+++ Text excerpt +++
Fontana another IPO another set of errors

Fontana operators of a series of Pharmacies in Jamaica has now released the Prospectus for their initial public offer but like Elite Diagnostic last year, there are errors in this document that needs correction and explanation.
This is an unfortunate development for yet another issue, that seems very attractively priced. The directors have all signed off on the document that has gone through the Financial Services Commission, the Jamaica Stock Exchange and the Company Office of Jamaica, so why the errors and important ommission.
The introduction in the prospectus speaks to a price of $1.88 except for reserved shares at $1.69 but later on in the body of the document it speaks to a price of $2 for each share, making it unclear exactly what the price really should be? In the interim results to September, there are two issues, one is an error and the other, information that really needs clarification. The interim cash flow has no profit, nor depreciation and it therefore is not balanced and needs correcting.
The gross profit in the interim results jumped sharply,even as revenues grew just 5.5 percent with inventories are up 19 percent at the end of the quarter over 2017 and 15.5 percent over June this year. Why the big jump in inventories with sales are just rising moderately? Importantly, this raises questions about the accuracy of the inventory levels and the gross profit margin for 2018. Management should explain the sharp changes in this area so that investors can better understand why there is such a sharp jump in the quarterly profit.
+++ Supplied records +++
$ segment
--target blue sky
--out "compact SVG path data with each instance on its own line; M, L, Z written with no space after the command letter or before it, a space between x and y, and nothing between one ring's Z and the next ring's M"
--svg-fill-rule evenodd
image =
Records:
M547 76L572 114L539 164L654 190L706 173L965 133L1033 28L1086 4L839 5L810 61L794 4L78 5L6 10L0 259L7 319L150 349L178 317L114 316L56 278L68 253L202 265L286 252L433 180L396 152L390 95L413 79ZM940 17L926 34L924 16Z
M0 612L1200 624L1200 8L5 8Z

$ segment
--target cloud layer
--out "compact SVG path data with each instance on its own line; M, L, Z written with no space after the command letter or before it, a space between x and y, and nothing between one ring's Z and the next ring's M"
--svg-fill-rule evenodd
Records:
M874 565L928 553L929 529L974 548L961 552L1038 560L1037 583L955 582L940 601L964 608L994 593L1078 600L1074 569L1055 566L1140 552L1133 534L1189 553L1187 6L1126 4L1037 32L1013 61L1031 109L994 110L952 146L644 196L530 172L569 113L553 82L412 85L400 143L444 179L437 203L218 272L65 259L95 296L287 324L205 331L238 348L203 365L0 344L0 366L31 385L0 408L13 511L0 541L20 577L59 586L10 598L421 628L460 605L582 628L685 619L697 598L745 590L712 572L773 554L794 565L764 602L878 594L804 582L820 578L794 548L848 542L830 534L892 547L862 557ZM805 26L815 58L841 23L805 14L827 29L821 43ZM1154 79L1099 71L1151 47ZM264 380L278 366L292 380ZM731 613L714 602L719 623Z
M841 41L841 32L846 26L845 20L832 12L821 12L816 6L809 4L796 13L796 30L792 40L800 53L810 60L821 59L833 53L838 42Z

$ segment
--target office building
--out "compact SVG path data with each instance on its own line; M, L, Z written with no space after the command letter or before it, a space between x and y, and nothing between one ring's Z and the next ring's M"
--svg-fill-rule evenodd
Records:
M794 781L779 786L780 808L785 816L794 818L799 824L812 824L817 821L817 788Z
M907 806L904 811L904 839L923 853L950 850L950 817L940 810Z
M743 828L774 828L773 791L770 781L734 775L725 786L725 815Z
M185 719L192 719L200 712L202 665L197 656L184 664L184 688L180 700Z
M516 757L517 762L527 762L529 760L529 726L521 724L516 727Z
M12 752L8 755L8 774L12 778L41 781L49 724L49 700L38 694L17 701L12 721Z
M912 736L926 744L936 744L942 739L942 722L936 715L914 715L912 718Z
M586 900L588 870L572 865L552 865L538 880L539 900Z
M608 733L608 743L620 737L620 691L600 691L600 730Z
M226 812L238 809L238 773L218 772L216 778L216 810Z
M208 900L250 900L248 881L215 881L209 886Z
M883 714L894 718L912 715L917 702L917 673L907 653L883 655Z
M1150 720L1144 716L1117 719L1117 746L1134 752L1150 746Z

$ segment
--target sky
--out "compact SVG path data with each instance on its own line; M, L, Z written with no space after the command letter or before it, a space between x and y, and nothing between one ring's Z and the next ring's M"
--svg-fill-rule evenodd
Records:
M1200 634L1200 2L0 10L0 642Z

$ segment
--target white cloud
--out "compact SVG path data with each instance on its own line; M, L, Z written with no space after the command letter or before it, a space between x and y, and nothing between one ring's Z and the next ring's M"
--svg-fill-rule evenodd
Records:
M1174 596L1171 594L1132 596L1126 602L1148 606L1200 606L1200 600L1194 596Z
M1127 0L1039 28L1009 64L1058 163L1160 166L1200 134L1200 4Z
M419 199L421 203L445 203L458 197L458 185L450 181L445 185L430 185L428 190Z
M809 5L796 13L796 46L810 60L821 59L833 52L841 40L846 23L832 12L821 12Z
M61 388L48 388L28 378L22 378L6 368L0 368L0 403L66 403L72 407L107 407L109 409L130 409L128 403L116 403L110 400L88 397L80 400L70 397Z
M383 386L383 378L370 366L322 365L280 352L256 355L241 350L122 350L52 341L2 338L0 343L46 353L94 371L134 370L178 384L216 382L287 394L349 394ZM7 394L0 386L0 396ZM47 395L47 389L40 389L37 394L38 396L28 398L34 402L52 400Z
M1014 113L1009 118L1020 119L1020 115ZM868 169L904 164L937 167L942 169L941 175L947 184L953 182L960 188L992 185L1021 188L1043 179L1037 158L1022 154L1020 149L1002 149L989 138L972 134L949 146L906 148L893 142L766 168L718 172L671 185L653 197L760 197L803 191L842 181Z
+++
Exercise objective:
Reproduce the passage of the article on Fontana's IPO prospectus from "This is an unfortunate" up to and including "and important ommission.".

Output of the task:
This is an unfortunate development for yet another issue, that seems very attractively priced. The directors have all signed off on the document that has gone through the Financial Services Commission, the Jamaica Stock Exchange and the Company Office of Jamaica, so why the errors and important ommission.